- _WHAT YOU HAVE TO DO_
Reproduce each entry exactly.

- _AVAILABLE DATA_
= Beginning of Section =

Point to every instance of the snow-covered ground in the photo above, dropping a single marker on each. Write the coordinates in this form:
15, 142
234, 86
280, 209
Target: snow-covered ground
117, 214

= End of Section =

- _WRITTEN ANSWER_
Point to every instance of the snow-covered ground in the photo above, dropping a single marker on each. Write the coordinates in this form:
15, 142
234, 86
280, 209
Target: snow-covered ground
117, 214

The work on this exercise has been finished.